— START Document section —

I know this. But saying it and doing it are two different things!!

I'm driven right now to get this out of my system, so it was back to the course after work last night. I was a single (the weather scared most away, but it turned out to be fine) and had the run of the front 9 to myself. I played 2 balls, so in effect by the end of the round I had played 18 holes... in 2 hours! It was great.

So, my only thought last night was RELAX. That was all. Just relax and swing easy. I know it's still a "thought", but I think its a good thought. Overall, it was a huge success. I only pulled a few shots and when I did, they weren't pulled too badly. I hit a bunch of greens. No birdies, but a few close ones. 

As i finished the round and I was feeling really grooved and confident with my irons again, I noticed that when I'm relaxed, my hands stay a little forward of the club head at impact. I think when I tense up my hands release too soon and closes the club face down... probably because my arms are lagging a little behind in the swing? But again, I think the root cause is the tension... so if I just remember to relax, all will be very good on the course.

Now if I could only read putts better...  

Thanks everyone...


----------



## Foster4

well yea its hard to do but if you concentrate so much on your target you can do it ..and how you wanna execute the shot...pros' are very good at this...btw that reminds me Did you see tigers shot today on number 1 ?


----------

— END Document section —
— START Data section —

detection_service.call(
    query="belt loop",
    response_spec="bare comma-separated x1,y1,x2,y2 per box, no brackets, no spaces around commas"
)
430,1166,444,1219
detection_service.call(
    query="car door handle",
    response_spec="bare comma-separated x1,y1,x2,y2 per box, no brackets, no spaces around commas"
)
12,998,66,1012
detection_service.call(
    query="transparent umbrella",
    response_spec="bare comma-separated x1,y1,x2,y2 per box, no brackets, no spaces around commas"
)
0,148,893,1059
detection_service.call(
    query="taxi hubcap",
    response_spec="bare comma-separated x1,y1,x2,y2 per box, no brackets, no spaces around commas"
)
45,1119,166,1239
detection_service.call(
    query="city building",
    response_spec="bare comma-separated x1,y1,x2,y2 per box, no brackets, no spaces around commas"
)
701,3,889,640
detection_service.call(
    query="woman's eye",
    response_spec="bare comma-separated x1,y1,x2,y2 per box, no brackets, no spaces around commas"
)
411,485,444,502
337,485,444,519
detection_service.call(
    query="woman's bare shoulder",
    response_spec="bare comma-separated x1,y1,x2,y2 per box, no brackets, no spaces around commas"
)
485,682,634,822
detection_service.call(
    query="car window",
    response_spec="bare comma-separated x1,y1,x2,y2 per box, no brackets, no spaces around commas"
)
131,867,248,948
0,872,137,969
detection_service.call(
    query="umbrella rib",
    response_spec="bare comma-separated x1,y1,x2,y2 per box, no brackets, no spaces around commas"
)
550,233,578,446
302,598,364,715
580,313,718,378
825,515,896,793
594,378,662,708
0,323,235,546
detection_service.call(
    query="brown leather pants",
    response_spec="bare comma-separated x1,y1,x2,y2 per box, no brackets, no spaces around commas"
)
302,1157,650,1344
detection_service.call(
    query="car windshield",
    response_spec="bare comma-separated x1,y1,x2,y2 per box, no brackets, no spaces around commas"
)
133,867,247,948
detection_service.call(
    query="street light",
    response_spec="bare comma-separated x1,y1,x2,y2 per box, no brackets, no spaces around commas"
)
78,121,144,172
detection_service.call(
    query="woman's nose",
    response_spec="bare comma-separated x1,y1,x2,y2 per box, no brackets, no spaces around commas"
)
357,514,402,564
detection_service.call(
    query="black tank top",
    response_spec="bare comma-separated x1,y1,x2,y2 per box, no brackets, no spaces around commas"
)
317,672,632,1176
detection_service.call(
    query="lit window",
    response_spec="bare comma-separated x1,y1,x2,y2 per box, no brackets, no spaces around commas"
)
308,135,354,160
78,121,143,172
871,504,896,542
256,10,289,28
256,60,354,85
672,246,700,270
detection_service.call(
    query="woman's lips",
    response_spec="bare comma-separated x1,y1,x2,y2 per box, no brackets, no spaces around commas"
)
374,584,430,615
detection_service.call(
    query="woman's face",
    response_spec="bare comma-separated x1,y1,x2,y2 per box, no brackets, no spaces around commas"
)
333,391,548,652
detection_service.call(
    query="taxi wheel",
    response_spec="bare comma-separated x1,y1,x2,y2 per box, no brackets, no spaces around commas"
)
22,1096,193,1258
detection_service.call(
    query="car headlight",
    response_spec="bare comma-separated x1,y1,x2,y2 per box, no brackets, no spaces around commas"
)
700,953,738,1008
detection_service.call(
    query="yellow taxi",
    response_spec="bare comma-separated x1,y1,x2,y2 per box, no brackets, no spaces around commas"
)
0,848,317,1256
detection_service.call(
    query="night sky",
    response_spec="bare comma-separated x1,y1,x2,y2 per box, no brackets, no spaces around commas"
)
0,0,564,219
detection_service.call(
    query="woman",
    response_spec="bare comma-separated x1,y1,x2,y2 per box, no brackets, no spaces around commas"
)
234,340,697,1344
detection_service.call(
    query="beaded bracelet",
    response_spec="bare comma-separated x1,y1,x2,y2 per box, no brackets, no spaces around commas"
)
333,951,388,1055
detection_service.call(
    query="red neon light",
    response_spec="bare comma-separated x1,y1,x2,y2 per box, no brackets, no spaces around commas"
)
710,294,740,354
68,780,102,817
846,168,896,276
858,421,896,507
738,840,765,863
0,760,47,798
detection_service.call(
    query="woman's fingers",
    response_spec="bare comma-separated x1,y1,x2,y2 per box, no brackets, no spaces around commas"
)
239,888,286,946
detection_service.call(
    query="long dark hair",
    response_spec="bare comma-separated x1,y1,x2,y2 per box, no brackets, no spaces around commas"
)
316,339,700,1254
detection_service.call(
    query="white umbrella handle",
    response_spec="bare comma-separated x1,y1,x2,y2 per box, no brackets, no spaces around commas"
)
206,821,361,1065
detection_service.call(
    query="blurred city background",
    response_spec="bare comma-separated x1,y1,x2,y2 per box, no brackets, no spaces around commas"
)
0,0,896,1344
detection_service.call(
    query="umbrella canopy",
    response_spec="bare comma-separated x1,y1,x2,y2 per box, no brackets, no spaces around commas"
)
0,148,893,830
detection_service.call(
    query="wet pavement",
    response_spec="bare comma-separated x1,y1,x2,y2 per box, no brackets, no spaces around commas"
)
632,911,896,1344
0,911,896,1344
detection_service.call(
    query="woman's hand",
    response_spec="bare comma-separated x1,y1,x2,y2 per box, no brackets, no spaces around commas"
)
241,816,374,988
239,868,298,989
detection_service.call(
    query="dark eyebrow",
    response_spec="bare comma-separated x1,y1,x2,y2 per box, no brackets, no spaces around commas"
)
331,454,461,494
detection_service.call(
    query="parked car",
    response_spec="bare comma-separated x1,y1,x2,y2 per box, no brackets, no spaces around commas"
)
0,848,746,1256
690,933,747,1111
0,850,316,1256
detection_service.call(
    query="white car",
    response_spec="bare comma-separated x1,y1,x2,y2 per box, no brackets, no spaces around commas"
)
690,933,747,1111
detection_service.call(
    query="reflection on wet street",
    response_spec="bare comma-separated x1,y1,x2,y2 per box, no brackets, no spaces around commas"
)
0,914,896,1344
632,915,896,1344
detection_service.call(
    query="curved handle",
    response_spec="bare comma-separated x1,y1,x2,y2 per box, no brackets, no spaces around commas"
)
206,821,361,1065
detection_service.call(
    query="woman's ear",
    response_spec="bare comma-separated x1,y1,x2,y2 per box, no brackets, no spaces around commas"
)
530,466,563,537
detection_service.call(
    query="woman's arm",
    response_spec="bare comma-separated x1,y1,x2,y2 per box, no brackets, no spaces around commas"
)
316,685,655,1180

— END Data section —

Can you transcribe the golf forum thread above word for word, from "I'm driven right" to "few close ones."?

I'm driven right now to get this out of my system, so it was back to the course after work last night. I was a single (the weather scared most away, but it turned out to be fine) and had the run of the front 9 to myself. I played 2 balls, so in effect by the end of the round I had played 18 holes... in 2 hours! It was great.

So, my only thought last night was RELAX. That was all. Just relax and swing easy. I know it's still a "thought", but I think its a good thought. Overall, it was a huge success. I only pulled a few shots and when I did, they weren't pulled too badly. I hit a bunch of greens. No birdies, but a few close ones.